[LISTED ENTRIES]
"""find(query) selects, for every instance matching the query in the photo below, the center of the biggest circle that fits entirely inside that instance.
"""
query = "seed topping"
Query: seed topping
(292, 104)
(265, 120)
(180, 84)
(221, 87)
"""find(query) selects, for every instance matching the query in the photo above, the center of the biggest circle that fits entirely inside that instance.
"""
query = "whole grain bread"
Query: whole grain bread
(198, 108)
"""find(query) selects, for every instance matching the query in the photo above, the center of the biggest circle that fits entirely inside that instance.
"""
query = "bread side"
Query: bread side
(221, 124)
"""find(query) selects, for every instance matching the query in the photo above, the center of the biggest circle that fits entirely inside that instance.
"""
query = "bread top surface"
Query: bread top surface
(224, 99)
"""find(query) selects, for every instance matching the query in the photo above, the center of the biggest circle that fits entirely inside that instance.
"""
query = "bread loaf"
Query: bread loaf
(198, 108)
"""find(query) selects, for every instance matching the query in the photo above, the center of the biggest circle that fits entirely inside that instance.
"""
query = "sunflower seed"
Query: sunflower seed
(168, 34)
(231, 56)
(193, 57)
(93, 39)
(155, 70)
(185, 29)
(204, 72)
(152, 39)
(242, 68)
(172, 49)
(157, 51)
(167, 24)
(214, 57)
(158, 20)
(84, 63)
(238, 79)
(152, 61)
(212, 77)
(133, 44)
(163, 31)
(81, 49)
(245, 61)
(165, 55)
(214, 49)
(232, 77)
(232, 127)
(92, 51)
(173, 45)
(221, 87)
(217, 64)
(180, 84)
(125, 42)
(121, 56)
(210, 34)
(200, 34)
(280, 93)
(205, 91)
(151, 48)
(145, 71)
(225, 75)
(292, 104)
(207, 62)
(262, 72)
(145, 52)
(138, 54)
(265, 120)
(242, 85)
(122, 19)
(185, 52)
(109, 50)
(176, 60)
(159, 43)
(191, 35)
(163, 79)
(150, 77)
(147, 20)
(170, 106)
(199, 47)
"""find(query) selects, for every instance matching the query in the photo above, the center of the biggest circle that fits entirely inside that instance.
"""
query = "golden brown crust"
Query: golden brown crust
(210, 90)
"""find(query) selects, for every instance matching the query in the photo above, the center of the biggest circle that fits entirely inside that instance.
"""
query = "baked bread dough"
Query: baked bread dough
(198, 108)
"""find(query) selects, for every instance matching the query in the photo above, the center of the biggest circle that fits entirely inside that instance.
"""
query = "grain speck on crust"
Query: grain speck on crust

[EXERCISE] Every line of the material above should be repeated exactly.

[SOLUTION]
"""find(query) selects, for every instance matching the query in the photo below, the center of the biggest circle that fits entirely inside that instance.
"""
query = "seed topping"
Query: seed topping
(292, 104)
(265, 120)
(180, 84)
(221, 87)
"""find(query) selects, for every instance matching the query in the photo above, the center of the biggest circle that fits entirely inside that instance.
"""
query = "whole grain bread"
Query: whole grain bread
(198, 108)
"""find(query) selects, for every instance matching the query in the photo above, the center of the biggest circle that fits entirely inside that instance.
"""
query = "bread side"
Query: bread side
(221, 124)
"""find(query) selects, for every instance matching the query in the photo above, the center of the biggest circle that fits entirely inside that instance.
"""
query = "bread top surface"
Query: bread top surface
(224, 99)
"""find(query) selects, for every instance matching the query in the photo above, the center of the biggest circle that fits entirely inside that instance.
"""
query = "bread loaf"
Query: bread loaf
(198, 108)
"""find(query) selects, for every instance matching the query in the photo above, the center of the biggest circle that fits entirely inside that instance.
"""
query = "sunflower seed"
Query: sunflower seed
(168, 34)
(231, 56)
(193, 57)
(93, 39)
(155, 70)
(185, 29)
(204, 72)
(152, 39)
(242, 68)
(172, 49)
(157, 51)
(167, 24)
(214, 57)
(158, 20)
(84, 63)
(238, 79)
(152, 61)
(212, 77)
(133, 44)
(163, 31)
(81, 49)
(245, 61)
(165, 55)
(214, 49)
(232, 77)
(232, 127)
(92, 51)
(173, 45)
(221, 87)
(217, 64)
(180, 84)
(125, 42)
(121, 56)
(210, 34)
(200, 34)
(280, 93)
(205, 91)
(151, 48)
(145, 71)
(225, 75)
(292, 104)
(207, 62)
(262, 72)
(145, 52)
(138, 54)
(265, 120)
(242, 85)
(122, 19)
(185, 52)
(109, 50)
(176, 60)
(159, 43)
(191, 35)
(163, 79)
(150, 77)
(147, 20)
(170, 106)
(199, 47)
"""find(query) selects, for every instance matching the query in the photo above, the center of the biggest circle that fits entirely inside that instance.
"""
query = "golden brown crust"
Query: golden brown crust
(210, 90)
"""find(query) selects, for every instance matching the query in the photo above, the center of the biggest circle that fits entirely inside that instance.
"""
query = "baked bread dough"
Query: baked bread dough
(198, 108)
"""find(query) selects, for every instance matching the query in the photo above, the center of the biggest circle that fits entirely inside that instance.
"""
query = "grain speck on crust"
Query: grain speck on crust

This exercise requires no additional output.